====== Document section ======

Waggoner, Tim

About the Author:

Tim Waggoner's first novel was published in 2001.  As well as writing, he is also a professor of creative writing at Sinclair College.

 

AVERAGE REVIEW SCORE:

2 out of 5

(1 book)

Alien: Prototype

When an industrial spy steals a Xenomorph egg from Weyland-Yutani, the Venture Corporation begins examining it at their planet-based facility known as the Lodge.  Also at the Lodge, training its security personnel, is ex-Colonial Marine Zula Hendricks, who has the experience needed when the Xenomorph breaks free of containment.

The best word I could think of to describe the plot of this book is 'obvious'.  The set-up is so familiar as to be cliche, with an unethical scientist falling in love with the Xenomorph, the alien inevitably escaping and then the local badass having to hunt it down.  There's nothing about it that you couldn't predict more or less from the very beginning.

Well, that's not entirely true, to be fair.  Waggoner introduces the idea that this particular specimen has incorporated a deadly virus into its genetic makeup and is therefore both alien killing machine and disease-infested plague vector.  On a surface level this idea of the alien absorbing a disease from its host as well as the usual characteristics is an intriguing one, but the actual payoff in the text wobbles between silly and disappointing.  Honestly, is there really anyone who wants to read about a Xenomorph, whose whole concept from H. R. Giger was that it was beautiful in a disturbing way, which has pus-filled boils all over its body and which goes around coughing on people?

====== Extracted information ======

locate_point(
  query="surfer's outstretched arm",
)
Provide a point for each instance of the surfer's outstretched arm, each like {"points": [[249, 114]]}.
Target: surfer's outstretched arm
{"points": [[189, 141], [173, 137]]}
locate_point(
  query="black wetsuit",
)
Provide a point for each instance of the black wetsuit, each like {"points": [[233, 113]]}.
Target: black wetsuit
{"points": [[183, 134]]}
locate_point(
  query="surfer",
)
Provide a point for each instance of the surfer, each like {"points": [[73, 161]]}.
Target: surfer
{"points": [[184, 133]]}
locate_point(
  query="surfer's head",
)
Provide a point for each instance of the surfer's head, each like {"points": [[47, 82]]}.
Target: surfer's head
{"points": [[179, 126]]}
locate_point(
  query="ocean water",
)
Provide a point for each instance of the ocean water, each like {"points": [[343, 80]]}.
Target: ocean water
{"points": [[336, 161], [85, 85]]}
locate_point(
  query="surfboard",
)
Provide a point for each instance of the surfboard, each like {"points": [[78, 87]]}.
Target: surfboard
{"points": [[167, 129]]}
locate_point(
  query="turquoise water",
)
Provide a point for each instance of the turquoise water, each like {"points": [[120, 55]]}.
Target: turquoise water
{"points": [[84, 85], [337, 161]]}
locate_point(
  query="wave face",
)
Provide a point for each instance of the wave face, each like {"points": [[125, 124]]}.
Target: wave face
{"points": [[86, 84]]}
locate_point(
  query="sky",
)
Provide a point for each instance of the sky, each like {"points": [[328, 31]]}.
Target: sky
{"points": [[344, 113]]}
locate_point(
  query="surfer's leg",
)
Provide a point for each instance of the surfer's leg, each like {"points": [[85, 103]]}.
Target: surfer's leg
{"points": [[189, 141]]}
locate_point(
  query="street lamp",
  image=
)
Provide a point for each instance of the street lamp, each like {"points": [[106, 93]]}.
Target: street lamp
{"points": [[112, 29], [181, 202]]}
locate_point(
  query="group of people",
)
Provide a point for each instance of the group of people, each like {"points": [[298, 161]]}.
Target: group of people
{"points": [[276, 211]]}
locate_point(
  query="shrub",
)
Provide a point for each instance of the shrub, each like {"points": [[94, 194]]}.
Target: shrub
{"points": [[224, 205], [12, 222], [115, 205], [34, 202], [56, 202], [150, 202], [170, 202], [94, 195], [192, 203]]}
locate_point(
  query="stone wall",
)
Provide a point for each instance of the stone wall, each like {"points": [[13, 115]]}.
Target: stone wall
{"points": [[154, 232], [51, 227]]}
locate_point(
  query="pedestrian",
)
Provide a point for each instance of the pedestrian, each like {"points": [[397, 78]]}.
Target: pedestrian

======

## [Tasks for this exercise]
a) Answer these questions from the Tim Waggoner review page, writing each answer on its own line:
(i) In what year was Tim Waggoner's first novel published?
(ii) What is the name of the Venture Corporation's planet-based facility where the Xenomorph egg is examined?
(iii) What has this particular Xenomorph specimen incorporated into its genetic makeup?
b) Go on with the Tim Waggoner review page in the same reviewer's voice, starting right after its final sentence.
The records above are separate material and have nothing to do with the Tim Waggoner review page.

## [Results of the exercise]
a)
(i) 2001
(ii) The Lodge
(iii) A deadly virus

b)
On a side note, if Waggoner was going to make a deadly virus part of the plot, he should've dedicated a bit more time to understanding how viruses work and that you can't just lob a vaccine at someone whose infected and have it cure them instantly.  Or am I being oversensitive about virus misinformation due to the currently ongoing global pandemic?

Another annoyance was the involvement of Zula Hendricks from the Aliens comics (as I understand it, this is set between 'Aliens: Defiance' and 'Aliens: Resistance').  It's not that she's a bad character, it's just that the idea that someone who has already fought the Xenomorphs just happening to take a job at a facility where a Xenomorph gets loose stretches credibility.  With Ripley in the films there was always a legitimate reason she kept encountering these monsters in what is supposed to be a vast galaxy where they're almost unknown.  Here, however, it's all too clear that the only reason Zula and the alien are both at the Lodge is so that the book can happen, with no further justification needed or offered.

Waggoner's prose is solid and engaging and some of the scenes are really well written; the training mission in the junkyard being particularly good.  However, it's not enough to save a mediocre plot.